[[ Supplied text open ]]

Bellarmine University offers a variety of on-campus work opportunities for students. From the application process to reflecting on their roles, students have unique experiences and insights about working on campus.

The passage to become an on-campus student employee is not universal. There are two options to becoming part of the work-study program: The Federal Work-Study (FWS) and the Krebs Work-Study. FWS, backed by the US Department of Education, caters to eligible students determined by FAFSA, whereas Krebs Work-Study, funded by Bellarmine University, offers opportunities for students not qualifying for FWS.

The FWS is determined based on financial need, satisfactory academic performance, and status as a first-time, first-year student or returning student who completed FWS during their first year of college. The Krebs Work-Study is not determined based on financial need but through an appeal submission while maintaining at least half-time enrollment and satisfactory academic performance.

Senior business administration major Irlanda Flores, a student worker in the Dean of Students Office, said she applied by sending her resume through Handshake but did not get her job until her junior year.

“I worked various jobs like at the Bellarmine call center until I got called in for an interview and got the job in the dean’s office,” Flores said. “It was tough getting a job at the beginning of my freshman semester.”

Flores said she helps students who come in, sets up programs for students’ development, and works at Knights Pantry.

First-year nursing major Alex Santiago, an employee at the Career Development Center, had a similar experience to Flores.

“I had to go to Handshake and apply for certain jobs that offer work-study,” Santiago said.

Santiago’s got his job more quickly than Flores, however. “I actually came in for an appointment here looking for a job, and they just asked me if I was interested in working here,” Santiago said. “I said ‘Yeah’ because I had nowhere else to apply.”

[[ Supplied text closed ]]
[[ Dataset content open ]]

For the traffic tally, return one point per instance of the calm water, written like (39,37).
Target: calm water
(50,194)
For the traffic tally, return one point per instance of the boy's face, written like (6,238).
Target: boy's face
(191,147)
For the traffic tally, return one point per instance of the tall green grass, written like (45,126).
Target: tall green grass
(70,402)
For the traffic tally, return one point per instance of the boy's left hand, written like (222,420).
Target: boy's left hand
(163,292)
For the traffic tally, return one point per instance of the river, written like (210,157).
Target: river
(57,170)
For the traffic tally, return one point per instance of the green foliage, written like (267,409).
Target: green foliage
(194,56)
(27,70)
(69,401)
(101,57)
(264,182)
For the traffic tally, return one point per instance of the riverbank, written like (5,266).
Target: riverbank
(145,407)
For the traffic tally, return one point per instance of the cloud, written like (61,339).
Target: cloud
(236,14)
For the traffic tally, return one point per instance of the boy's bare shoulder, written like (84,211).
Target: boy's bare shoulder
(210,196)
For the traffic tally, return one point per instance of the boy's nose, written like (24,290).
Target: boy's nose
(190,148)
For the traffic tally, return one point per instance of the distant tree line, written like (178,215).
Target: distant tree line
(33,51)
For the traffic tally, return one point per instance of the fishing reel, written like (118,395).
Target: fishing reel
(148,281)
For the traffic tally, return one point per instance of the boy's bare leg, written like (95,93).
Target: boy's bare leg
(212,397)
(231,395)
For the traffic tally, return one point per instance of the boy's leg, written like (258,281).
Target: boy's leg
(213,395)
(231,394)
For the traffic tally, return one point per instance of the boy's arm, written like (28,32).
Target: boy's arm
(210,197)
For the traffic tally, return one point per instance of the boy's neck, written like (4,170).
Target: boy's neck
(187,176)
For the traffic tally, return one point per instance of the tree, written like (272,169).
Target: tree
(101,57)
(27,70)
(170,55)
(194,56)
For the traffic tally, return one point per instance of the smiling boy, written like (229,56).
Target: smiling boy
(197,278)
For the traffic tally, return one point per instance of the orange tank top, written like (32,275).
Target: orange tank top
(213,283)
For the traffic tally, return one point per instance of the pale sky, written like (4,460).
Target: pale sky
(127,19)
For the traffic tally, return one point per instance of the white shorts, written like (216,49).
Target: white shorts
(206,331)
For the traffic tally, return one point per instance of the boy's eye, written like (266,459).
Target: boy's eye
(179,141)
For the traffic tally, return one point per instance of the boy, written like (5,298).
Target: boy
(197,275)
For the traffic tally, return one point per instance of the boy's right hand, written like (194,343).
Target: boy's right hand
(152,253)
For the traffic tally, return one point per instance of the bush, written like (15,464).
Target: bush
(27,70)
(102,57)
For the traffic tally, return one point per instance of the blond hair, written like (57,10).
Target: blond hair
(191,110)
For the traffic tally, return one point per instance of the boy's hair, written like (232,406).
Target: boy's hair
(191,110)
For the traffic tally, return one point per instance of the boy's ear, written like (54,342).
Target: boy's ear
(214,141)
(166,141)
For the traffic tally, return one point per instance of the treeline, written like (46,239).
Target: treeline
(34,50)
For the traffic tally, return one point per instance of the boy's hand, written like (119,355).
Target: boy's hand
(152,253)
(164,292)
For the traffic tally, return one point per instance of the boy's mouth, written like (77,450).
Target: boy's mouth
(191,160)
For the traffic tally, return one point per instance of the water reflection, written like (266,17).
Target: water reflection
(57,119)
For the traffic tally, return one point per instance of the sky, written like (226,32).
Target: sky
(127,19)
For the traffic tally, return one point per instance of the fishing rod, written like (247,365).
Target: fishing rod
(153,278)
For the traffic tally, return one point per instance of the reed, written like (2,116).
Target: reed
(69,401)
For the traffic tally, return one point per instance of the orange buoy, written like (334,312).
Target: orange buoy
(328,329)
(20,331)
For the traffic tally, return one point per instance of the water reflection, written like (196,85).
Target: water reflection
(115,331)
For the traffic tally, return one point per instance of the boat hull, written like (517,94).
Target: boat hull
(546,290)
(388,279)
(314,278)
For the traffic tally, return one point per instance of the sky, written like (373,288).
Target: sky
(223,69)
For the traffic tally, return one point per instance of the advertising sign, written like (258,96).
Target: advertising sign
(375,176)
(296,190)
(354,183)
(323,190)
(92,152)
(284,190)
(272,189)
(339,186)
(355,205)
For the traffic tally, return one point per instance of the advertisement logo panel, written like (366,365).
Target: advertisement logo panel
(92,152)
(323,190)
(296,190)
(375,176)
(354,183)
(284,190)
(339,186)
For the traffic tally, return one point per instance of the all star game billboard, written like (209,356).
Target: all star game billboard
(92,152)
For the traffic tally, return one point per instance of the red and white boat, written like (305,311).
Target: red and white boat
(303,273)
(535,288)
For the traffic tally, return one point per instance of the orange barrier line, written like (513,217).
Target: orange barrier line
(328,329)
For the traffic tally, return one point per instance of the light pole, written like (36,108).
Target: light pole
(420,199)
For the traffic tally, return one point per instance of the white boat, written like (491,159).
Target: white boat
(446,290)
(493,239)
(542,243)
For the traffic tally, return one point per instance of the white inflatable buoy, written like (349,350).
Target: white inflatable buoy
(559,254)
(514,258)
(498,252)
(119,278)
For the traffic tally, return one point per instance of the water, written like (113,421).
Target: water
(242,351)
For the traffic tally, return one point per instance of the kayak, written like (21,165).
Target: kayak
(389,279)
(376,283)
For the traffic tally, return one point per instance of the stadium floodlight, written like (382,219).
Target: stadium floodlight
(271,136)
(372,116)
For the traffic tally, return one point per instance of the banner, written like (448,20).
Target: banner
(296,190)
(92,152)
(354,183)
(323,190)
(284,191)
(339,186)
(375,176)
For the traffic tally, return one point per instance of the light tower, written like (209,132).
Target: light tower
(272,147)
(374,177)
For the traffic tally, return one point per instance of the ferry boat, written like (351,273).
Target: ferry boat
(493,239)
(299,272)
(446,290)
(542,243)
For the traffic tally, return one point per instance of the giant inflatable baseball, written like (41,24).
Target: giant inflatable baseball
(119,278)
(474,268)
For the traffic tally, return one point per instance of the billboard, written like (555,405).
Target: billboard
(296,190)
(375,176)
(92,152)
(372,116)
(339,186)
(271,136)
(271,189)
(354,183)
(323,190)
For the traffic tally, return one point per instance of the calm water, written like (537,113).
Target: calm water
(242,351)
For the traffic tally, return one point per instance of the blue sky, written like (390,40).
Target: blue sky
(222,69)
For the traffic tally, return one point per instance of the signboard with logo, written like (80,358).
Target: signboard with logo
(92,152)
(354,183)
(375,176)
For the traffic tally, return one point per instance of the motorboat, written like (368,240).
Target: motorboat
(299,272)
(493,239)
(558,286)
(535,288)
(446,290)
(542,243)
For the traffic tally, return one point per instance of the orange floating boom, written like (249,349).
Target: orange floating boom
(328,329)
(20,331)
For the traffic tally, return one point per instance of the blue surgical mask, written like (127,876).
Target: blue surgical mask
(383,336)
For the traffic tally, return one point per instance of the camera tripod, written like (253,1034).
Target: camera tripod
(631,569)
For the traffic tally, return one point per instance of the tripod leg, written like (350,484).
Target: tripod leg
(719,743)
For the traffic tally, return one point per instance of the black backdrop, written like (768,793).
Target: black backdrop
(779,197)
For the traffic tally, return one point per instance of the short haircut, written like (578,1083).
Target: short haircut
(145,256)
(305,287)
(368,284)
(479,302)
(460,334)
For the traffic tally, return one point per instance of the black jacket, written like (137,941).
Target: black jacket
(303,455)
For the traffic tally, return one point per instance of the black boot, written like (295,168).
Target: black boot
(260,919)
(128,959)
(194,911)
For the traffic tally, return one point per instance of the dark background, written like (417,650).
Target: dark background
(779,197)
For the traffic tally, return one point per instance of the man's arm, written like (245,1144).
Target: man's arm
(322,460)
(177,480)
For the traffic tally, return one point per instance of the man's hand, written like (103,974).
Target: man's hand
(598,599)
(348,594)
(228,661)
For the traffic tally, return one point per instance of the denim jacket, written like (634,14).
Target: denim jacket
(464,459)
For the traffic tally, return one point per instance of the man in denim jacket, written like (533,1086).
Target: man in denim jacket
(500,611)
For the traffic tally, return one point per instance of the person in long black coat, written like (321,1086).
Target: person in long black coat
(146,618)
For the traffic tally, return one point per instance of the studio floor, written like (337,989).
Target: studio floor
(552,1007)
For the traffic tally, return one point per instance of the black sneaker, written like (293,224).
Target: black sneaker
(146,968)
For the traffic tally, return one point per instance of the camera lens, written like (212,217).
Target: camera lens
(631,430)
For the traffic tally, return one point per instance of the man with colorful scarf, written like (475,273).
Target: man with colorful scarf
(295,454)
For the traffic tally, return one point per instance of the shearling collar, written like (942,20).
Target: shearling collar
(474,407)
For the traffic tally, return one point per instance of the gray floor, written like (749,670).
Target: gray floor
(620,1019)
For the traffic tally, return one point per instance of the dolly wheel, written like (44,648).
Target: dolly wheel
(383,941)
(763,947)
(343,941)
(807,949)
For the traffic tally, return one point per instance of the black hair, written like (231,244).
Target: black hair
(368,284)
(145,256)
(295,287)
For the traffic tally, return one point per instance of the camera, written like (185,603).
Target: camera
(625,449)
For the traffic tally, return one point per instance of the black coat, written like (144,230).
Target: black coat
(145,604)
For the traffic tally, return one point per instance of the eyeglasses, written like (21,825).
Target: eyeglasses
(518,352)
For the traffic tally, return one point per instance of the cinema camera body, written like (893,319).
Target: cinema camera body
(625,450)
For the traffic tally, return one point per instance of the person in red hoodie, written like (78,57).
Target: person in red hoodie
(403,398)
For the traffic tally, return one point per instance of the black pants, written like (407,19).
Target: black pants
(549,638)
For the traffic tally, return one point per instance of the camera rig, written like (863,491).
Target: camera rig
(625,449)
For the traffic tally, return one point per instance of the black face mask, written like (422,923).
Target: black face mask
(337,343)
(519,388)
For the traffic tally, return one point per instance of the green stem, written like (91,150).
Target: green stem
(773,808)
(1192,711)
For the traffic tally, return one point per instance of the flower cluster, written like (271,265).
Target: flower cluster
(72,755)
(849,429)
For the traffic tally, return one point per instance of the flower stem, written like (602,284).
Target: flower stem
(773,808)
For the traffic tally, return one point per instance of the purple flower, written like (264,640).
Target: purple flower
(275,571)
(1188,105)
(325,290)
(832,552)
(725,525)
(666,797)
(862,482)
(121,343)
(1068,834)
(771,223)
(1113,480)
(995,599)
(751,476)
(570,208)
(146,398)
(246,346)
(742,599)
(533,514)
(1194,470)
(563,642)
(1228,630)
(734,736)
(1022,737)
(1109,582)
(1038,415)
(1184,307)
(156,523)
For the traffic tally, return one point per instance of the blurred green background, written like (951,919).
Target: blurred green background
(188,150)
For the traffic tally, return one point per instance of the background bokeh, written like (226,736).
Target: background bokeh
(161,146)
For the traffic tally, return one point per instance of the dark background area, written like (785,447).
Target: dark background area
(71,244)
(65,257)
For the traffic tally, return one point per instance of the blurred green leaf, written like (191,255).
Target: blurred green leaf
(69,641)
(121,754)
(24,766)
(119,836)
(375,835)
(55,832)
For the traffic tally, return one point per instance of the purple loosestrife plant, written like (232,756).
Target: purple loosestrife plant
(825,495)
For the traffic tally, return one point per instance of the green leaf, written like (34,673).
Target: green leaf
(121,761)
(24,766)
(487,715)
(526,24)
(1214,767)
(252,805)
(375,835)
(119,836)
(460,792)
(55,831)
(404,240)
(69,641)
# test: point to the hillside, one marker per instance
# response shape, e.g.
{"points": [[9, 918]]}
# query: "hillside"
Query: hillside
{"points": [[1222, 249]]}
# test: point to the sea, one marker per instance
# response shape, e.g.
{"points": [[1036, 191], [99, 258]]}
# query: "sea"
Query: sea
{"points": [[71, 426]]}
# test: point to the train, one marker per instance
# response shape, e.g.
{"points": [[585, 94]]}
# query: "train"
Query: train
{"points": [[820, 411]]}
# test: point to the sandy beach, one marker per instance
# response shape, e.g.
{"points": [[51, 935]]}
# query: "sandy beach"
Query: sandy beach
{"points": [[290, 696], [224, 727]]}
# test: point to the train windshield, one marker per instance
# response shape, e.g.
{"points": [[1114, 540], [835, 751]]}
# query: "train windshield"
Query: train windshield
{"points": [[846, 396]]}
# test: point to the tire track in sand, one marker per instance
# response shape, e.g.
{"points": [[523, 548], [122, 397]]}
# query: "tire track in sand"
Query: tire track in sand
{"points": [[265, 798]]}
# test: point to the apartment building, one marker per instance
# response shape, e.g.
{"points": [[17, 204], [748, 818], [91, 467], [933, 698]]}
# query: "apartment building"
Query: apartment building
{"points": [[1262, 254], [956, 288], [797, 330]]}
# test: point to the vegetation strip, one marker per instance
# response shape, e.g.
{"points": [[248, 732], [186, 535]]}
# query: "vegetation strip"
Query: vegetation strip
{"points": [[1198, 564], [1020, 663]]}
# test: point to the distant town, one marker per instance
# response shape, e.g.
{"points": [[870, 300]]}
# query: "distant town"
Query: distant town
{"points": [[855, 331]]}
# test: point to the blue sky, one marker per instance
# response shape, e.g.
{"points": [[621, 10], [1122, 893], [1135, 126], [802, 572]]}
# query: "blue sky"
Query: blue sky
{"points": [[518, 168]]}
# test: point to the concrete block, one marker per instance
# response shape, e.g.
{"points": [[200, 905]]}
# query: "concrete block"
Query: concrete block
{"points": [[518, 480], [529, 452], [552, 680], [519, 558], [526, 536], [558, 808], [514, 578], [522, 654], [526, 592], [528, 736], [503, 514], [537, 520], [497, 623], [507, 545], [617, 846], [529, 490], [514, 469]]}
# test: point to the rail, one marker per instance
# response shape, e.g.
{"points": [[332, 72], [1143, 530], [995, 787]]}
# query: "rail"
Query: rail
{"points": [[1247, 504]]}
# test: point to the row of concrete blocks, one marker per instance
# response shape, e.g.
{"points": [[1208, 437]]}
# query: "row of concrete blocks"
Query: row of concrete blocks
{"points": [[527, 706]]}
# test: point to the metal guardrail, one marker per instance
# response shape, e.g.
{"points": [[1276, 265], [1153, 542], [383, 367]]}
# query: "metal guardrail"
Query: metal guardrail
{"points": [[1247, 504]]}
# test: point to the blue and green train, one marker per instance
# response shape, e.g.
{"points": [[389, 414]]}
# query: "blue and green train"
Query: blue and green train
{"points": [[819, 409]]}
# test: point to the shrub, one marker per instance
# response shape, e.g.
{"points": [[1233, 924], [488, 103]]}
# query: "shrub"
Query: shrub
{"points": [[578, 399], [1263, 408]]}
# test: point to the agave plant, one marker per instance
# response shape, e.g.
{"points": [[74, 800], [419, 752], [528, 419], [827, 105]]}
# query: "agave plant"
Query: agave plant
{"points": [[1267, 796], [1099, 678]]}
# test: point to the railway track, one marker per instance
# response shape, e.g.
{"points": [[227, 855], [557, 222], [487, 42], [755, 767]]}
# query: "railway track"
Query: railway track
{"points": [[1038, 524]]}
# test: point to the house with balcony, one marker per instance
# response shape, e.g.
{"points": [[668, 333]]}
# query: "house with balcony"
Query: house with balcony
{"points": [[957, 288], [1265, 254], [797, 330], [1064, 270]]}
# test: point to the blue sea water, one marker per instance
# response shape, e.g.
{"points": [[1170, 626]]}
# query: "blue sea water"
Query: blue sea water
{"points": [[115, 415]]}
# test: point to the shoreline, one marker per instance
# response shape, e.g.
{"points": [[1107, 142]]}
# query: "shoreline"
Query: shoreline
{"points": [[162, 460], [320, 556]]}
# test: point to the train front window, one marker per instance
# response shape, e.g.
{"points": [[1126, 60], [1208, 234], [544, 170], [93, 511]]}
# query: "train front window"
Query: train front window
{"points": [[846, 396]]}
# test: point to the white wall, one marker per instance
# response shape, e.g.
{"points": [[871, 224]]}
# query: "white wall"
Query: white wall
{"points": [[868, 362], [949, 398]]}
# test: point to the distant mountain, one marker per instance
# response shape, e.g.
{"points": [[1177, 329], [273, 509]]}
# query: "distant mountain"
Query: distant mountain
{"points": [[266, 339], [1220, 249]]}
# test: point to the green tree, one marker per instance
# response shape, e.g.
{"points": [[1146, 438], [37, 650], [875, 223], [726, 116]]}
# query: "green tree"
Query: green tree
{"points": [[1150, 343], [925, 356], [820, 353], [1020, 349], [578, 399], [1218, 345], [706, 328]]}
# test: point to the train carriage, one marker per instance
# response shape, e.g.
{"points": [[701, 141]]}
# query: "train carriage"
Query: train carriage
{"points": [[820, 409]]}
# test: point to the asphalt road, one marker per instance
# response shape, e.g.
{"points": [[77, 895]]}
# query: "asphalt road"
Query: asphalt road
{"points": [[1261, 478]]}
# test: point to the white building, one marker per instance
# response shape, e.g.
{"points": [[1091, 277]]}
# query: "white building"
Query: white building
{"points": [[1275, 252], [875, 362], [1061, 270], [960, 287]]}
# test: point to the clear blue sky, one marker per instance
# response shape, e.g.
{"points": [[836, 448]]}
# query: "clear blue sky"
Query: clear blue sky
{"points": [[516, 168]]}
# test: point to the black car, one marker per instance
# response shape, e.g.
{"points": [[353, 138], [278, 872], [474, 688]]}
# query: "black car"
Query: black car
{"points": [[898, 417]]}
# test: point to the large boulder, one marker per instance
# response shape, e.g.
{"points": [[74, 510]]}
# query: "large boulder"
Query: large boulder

[[ Dataset content closed ]]

## Questions on the material
- 1) In the article on Bellarmine's on-campus jobs, rewrite the stretch from "The passage to" through "qualifying for FWS.", substituting "student employment program" for "work-study program".
- 2) According to the article on Bellarmine's on-campus jobs, who funds the Krebs Work-Study?
- 3) Carry on the article on Bellarmine's on-campus jobs from where it stops.
The entries play no role here.

## Responses by task
- 1)
The passage to become an on-campus student employee is not universal. There are two options to becoming part of the student employment program: The Federal Work-Study (FWS) and the Krebs Work-Study. FWS, backed by the US Department of Education, caters to eligible students determined by FAFSA, whereas Krebs Work-Study, funded by Bellarmine University, offers opportunities for students not qualifying for FWS.

- 2) Bellarmine University.

- 3)
Pioneer Scholars peer mentor and sophomore psychology major Ashley Garcia’s path involved a series of interviews. “I applied last year in the spring, and then there was an interview process that I was very nervous about, but it was very relaxed and welcoming,” Garcia said. “Pioneer Scholars involves working with first-generation college students and providing some guiding help to them.”

Alex Santiago interacts with fellow student employees in the Campus Ministry.

There are some improvements that students would like to see changed in their hiring processes and employment experiences, however.

Santiago said he experienced trouble with both Handshake and his hiring. “It was not as streamlined as it could be,” he said.

“People get ghosted through Handshake and never even get a reply sometimes,” Santiago said. “Also, sometimes the jobs don’t list the full responsibilities that you do.”

Garcia said she wishes the Pioneer Scholars program were more appealing. “I want the members to feel encouraged to engage. I’ve found that on days there are more activity-based programs that there were more students showing up,” Garcia said.

                Garcia said she finds it satisfying to work with first-year students. “As a mentor to first-year students, I find it to be very fulfilling,” she said.